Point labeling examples
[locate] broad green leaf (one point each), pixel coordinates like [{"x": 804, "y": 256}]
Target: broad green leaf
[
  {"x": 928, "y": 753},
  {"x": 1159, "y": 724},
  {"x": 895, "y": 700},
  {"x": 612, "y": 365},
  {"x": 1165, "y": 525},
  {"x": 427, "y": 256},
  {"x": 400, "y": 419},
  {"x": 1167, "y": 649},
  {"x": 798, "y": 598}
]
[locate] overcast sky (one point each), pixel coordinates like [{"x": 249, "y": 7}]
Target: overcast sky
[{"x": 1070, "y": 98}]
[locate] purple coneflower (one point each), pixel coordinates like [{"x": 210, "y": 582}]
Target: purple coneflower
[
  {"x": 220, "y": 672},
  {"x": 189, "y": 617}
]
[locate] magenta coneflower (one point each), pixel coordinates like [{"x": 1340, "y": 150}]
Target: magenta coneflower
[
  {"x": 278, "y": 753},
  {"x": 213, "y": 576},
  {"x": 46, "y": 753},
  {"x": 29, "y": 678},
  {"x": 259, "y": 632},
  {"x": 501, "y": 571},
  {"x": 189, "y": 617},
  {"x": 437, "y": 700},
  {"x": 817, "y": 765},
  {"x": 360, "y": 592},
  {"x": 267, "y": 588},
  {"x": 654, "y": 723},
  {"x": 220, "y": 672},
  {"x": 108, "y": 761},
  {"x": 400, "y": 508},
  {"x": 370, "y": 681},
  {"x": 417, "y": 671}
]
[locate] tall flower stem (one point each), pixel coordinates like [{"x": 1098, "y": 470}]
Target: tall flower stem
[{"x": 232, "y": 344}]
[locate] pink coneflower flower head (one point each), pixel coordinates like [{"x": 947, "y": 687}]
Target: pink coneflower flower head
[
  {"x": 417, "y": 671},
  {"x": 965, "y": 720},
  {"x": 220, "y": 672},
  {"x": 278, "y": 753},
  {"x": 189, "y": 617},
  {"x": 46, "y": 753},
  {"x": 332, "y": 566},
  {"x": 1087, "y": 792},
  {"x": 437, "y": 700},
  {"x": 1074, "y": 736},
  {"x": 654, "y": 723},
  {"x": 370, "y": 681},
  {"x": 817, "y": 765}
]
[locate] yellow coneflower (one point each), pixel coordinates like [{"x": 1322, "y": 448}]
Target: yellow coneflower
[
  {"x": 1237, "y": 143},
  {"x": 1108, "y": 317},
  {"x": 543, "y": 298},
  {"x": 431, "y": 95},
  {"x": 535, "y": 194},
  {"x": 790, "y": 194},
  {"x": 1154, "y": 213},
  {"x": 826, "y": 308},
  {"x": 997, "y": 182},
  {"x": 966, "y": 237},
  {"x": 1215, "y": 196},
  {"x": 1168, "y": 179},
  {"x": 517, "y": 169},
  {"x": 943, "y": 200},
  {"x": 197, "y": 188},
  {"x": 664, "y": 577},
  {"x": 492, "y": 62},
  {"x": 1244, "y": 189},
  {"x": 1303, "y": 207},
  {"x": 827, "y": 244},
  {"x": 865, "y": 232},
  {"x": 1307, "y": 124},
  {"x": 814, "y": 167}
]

[Required task]
Recopy all the lines exactly as they appear.

[Result for this exercise]
[locate] broad green leaf (one point each), pixel coordinates like [{"x": 804, "y": 256}]
Target: broad green leaf
[
  {"x": 928, "y": 753},
  {"x": 1159, "y": 724},
  {"x": 895, "y": 700},
  {"x": 612, "y": 365},
  {"x": 1165, "y": 525},
  {"x": 427, "y": 256},
  {"x": 400, "y": 419},
  {"x": 1167, "y": 649},
  {"x": 798, "y": 598}
]
[locate] overcast sky (one point each), pixel coordinates like [{"x": 249, "y": 7}]
Target: overcast sky
[{"x": 1070, "y": 98}]
[locate] purple coneflower (one point each), pixel coordinates like [{"x": 210, "y": 582}]
Target: purple coneflower
[
  {"x": 220, "y": 672},
  {"x": 189, "y": 617}
]
[locate] magenta coneflower (one point each), pixel coordinates like [{"x": 1340, "y": 150}]
Target: magenta coneflower
[
  {"x": 278, "y": 753},
  {"x": 213, "y": 576},
  {"x": 46, "y": 753},
  {"x": 29, "y": 678},
  {"x": 259, "y": 632},
  {"x": 501, "y": 571},
  {"x": 189, "y": 617},
  {"x": 437, "y": 700},
  {"x": 817, "y": 765},
  {"x": 360, "y": 592},
  {"x": 267, "y": 588},
  {"x": 654, "y": 723},
  {"x": 220, "y": 672},
  {"x": 108, "y": 761},
  {"x": 400, "y": 508},
  {"x": 370, "y": 681},
  {"x": 417, "y": 671}
]
[locate] tall flower stem (one point each), pixel coordinates like [{"x": 1098, "y": 470}]
Target: tall flower stem
[{"x": 232, "y": 344}]
[locate] pink coneflower flower head (one point each), pixel coordinates like [{"x": 947, "y": 687}]
Target: pink coneflower flower head
[
  {"x": 417, "y": 671},
  {"x": 965, "y": 720},
  {"x": 220, "y": 672},
  {"x": 278, "y": 753},
  {"x": 189, "y": 617},
  {"x": 46, "y": 753},
  {"x": 332, "y": 566},
  {"x": 1087, "y": 792},
  {"x": 437, "y": 700},
  {"x": 1074, "y": 736},
  {"x": 654, "y": 723},
  {"x": 370, "y": 681},
  {"x": 817, "y": 765}
]
[locate] yellow coneflower (one point each), pixel coordinates like [{"x": 1322, "y": 448}]
Target: yellow coneflower
[
  {"x": 1237, "y": 143},
  {"x": 1108, "y": 317},
  {"x": 543, "y": 298},
  {"x": 431, "y": 95},
  {"x": 535, "y": 194},
  {"x": 790, "y": 194},
  {"x": 1154, "y": 213},
  {"x": 826, "y": 308},
  {"x": 997, "y": 182},
  {"x": 966, "y": 237},
  {"x": 1215, "y": 196},
  {"x": 1168, "y": 179},
  {"x": 517, "y": 169},
  {"x": 943, "y": 200},
  {"x": 197, "y": 188},
  {"x": 664, "y": 577},
  {"x": 492, "y": 62},
  {"x": 1244, "y": 189},
  {"x": 1303, "y": 207},
  {"x": 827, "y": 244},
  {"x": 865, "y": 232},
  {"x": 1307, "y": 124},
  {"x": 814, "y": 167}
]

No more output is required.